[Start Material shown]
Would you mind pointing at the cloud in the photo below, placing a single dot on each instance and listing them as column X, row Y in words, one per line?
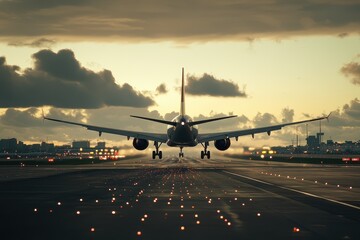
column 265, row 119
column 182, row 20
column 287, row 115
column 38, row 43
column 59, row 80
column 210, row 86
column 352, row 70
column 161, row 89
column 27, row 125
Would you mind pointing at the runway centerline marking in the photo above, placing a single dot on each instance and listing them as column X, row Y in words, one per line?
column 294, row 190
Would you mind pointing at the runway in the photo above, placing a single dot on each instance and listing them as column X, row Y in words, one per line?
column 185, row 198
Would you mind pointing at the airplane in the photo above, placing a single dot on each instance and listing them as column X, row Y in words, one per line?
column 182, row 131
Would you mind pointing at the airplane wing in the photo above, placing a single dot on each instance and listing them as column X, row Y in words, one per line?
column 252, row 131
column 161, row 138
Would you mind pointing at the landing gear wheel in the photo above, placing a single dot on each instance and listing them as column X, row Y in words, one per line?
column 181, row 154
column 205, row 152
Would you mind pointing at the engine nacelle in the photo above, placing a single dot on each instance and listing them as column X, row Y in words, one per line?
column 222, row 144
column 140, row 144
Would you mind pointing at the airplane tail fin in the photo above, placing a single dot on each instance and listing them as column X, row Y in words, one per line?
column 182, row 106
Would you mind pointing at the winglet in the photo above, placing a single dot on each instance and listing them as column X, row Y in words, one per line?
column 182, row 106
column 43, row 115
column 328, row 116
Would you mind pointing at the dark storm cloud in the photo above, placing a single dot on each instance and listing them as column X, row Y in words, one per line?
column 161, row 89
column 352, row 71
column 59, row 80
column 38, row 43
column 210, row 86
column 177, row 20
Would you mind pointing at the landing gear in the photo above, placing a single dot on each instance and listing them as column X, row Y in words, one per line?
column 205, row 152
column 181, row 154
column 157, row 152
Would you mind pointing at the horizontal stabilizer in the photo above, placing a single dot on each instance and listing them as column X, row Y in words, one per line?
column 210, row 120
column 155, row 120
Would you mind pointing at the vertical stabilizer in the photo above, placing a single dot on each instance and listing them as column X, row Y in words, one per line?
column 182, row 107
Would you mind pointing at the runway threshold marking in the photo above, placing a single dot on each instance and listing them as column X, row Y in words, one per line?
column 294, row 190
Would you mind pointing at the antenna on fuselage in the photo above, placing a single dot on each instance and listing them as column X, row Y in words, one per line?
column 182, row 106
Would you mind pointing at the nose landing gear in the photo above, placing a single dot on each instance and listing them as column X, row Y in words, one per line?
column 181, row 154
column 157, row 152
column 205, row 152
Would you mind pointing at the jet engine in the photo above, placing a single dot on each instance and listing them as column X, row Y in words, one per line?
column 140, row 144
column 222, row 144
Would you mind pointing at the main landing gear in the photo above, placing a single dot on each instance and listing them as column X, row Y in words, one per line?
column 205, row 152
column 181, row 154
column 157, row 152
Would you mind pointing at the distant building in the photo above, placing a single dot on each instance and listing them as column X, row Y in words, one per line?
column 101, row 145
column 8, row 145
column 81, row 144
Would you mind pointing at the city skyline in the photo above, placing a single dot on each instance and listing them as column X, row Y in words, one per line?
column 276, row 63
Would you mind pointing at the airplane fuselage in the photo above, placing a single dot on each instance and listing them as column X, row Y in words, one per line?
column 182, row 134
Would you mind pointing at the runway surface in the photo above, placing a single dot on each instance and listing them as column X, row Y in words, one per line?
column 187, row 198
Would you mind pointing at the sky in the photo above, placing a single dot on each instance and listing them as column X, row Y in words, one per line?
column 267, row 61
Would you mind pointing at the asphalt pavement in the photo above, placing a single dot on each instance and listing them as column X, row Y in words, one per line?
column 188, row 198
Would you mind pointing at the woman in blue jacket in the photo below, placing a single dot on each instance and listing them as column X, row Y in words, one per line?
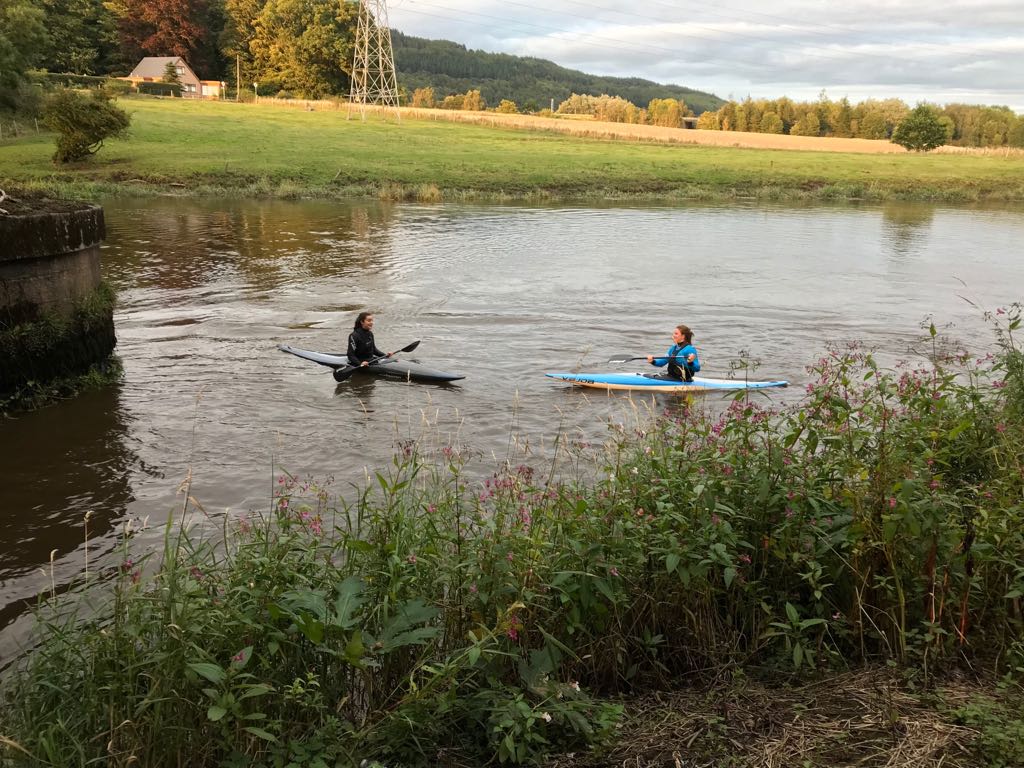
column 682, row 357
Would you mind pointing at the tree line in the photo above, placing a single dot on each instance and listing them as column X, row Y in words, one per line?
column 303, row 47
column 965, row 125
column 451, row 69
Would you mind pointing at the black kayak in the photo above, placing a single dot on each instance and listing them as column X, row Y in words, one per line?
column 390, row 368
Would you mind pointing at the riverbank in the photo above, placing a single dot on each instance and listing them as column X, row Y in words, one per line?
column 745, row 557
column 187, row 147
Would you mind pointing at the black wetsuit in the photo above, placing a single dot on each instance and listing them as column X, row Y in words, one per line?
[End Material shown]
[Start Material shown]
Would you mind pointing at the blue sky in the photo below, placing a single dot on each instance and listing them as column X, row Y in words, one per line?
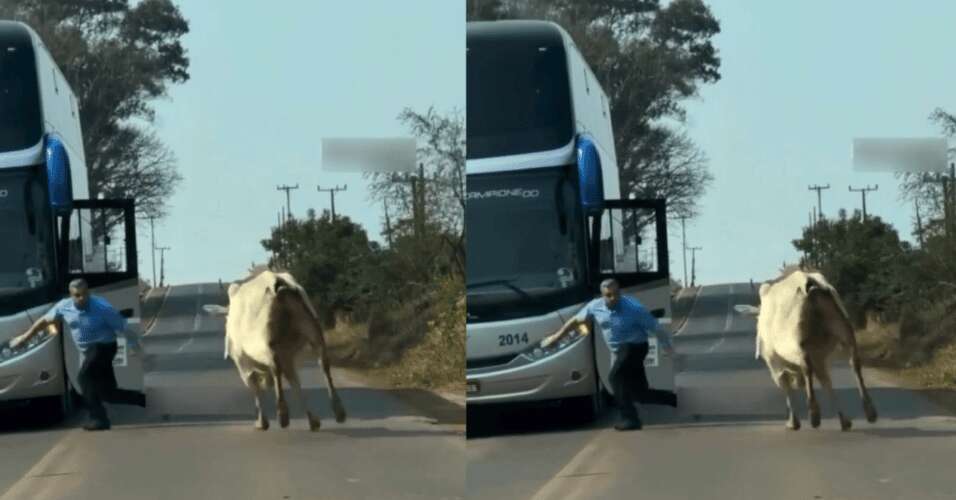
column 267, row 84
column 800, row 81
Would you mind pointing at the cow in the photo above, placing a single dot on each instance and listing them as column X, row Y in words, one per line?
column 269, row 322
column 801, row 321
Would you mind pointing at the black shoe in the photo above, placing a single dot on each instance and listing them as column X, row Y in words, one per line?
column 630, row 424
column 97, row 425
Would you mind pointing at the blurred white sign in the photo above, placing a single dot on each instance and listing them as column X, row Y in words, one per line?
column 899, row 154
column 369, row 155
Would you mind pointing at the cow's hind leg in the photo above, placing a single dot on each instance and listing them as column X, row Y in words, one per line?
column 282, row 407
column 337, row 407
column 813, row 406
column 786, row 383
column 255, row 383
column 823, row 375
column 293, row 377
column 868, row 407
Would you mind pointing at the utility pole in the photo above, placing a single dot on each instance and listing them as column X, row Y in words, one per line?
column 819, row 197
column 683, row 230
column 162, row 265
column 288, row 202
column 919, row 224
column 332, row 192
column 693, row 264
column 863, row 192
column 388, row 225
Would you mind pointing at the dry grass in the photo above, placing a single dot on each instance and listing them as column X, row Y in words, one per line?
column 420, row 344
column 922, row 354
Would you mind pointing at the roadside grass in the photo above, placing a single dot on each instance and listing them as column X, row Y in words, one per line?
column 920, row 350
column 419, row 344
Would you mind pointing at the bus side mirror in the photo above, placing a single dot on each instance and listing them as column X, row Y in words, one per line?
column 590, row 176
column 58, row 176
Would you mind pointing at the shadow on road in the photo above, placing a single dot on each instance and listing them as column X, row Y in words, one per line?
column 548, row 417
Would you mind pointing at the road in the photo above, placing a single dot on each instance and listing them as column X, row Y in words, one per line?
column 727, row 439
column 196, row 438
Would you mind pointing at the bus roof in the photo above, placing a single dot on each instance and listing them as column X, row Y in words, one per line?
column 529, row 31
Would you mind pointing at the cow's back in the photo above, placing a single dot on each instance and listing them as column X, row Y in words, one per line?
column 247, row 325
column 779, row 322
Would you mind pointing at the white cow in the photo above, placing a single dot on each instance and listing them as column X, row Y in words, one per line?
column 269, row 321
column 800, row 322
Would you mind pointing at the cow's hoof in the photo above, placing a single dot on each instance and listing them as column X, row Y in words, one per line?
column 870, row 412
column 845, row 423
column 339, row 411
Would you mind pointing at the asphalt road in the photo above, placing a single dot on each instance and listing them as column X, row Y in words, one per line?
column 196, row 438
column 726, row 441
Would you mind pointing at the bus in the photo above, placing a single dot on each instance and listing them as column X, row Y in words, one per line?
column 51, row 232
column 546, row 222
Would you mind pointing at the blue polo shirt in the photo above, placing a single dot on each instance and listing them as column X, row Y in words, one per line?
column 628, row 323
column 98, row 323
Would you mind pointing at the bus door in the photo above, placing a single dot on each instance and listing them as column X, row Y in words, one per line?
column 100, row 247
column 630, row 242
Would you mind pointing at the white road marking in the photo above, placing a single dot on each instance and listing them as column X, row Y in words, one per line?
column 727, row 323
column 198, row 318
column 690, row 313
[End Material shown]
Work instructions » Give the part of the listing that opens with the line containing "Would you mind pointing at the black shoe" and closes with the line containing "column 97, row 425" as a two-column CSV with the headers instruction and answer, one row per instruction, with each field quoted and line breaks replaced by spaces.

Full solution »
instruction,answer
"Would you mind pointing at the black shoe in the photo above, placing a single dot on each instance and listing them as column X, row Y in words, one per line?","column 630, row 424 column 97, row 425"